> _What is needed_: Write out exactly the lines of the entries below from the one holding "x=123, y=180" to the one holding "Query: gorge", inclusive, and leave out all other lines.

> _Collection entries_:
= Beginning of Section =
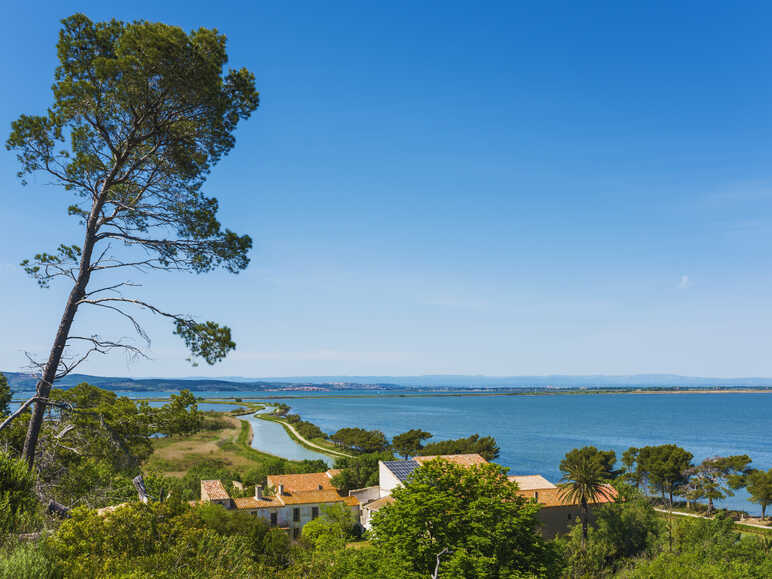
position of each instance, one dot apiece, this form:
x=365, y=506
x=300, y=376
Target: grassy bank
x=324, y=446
= End of Section =
= Beginning of Section =
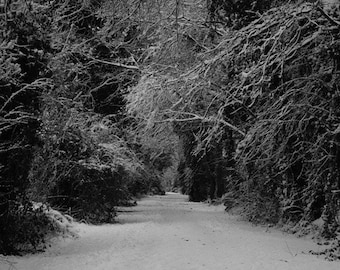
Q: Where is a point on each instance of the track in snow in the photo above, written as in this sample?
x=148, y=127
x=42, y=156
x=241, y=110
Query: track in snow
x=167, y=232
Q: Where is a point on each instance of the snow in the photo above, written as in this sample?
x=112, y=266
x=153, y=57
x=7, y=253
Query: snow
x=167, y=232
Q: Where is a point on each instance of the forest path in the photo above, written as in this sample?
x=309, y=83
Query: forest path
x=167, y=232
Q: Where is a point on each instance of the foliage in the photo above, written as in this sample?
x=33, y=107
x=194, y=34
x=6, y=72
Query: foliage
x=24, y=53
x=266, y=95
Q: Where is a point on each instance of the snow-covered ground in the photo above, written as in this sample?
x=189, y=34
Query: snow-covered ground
= End of Section =
= Beginning of Section =
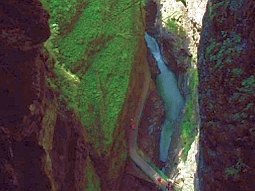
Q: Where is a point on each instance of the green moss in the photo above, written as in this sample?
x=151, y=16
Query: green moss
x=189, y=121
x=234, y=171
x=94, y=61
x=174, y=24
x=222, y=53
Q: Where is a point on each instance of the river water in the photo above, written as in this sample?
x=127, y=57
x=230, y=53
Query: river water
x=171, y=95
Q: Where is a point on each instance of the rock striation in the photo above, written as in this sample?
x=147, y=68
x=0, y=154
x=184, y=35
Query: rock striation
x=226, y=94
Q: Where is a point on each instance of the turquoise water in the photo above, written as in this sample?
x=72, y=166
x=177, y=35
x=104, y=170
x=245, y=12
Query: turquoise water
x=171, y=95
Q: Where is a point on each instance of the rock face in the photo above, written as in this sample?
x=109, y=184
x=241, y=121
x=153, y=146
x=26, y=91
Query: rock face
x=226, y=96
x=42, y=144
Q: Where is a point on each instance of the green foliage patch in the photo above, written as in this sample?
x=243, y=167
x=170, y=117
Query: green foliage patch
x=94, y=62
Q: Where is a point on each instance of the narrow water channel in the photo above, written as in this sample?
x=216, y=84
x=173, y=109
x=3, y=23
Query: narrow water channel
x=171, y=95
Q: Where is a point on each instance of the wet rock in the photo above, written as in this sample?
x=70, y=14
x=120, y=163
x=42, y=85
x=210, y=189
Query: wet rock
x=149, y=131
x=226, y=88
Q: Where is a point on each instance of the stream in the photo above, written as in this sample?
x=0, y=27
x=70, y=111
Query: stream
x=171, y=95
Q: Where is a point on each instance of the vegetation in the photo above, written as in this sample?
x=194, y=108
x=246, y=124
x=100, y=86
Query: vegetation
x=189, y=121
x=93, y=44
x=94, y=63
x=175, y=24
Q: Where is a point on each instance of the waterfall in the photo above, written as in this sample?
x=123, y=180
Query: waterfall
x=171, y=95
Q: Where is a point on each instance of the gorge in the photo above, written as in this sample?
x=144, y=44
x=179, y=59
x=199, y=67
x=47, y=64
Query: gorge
= End of Section =
> _The completed task_:
x=123, y=180
Query: waterfall
x=171, y=95
Q: Where is a point on each instance of the gorge in the photo above, written as in this sample?
x=144, y=44
x=179, y=59
x=199, y=67
x=47, y=64
Query: gorge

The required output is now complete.